EXERCISE DIRECTIONS: Return every line of the data below that contains the string "rocky", matching case exactly.

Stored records
▬▬▬▬▬▬

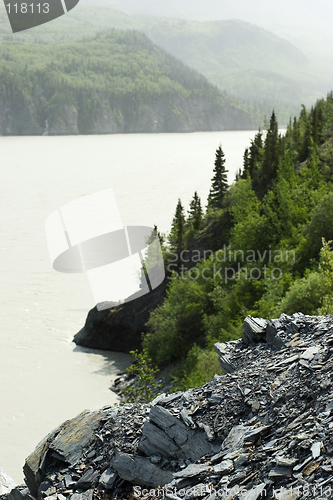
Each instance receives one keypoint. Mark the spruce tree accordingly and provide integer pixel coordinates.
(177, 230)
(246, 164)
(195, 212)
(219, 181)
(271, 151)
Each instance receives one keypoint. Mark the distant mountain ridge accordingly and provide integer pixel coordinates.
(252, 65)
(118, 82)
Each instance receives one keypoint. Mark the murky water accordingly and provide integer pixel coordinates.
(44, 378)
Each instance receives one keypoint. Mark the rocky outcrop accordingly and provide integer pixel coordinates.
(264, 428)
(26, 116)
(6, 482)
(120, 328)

▬▬▬▬▬▬

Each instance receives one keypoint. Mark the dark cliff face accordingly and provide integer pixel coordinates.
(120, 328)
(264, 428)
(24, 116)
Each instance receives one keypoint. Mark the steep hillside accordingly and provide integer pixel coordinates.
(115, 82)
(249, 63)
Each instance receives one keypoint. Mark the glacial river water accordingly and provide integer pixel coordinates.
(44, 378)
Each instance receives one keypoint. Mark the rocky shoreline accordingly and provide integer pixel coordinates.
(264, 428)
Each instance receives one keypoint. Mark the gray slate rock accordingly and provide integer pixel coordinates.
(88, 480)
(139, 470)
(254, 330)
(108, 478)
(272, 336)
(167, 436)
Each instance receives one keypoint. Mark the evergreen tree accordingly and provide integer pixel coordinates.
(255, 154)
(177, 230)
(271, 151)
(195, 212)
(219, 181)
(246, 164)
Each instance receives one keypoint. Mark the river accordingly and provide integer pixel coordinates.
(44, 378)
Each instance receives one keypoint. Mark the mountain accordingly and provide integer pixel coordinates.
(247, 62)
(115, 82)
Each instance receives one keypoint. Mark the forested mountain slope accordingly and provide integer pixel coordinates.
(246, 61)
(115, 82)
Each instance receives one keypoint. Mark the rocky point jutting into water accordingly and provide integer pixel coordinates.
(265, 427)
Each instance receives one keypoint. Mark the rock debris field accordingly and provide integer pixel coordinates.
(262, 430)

▬▬▬▬▬▬

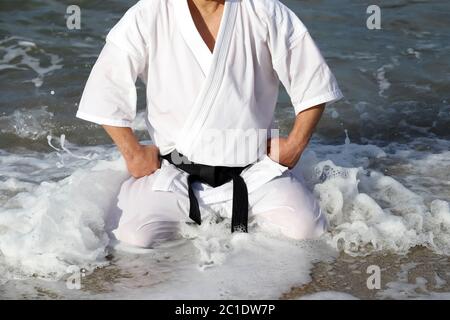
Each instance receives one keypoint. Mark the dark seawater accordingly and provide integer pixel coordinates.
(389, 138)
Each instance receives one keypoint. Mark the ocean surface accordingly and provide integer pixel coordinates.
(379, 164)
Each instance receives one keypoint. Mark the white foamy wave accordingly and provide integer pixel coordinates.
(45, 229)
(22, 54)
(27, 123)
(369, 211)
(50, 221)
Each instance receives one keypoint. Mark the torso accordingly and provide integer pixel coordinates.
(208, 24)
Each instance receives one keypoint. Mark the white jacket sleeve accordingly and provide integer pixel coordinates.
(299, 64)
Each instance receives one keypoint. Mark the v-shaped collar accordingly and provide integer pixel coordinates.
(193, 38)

▬▬▬▬▬▬

TASK RESPONSE:
Each instance receives one keypoint. Mark the rocky outcrop accordingly and provide integer pixel coordinates.
Each instance receives one keypoint. Mark the rocky shoreline accordingly and provide integer pixel coordinates.
Each instance receives one keypoint. Mark the rocky point jutting into water accordingly and provide integer pixel coordinates.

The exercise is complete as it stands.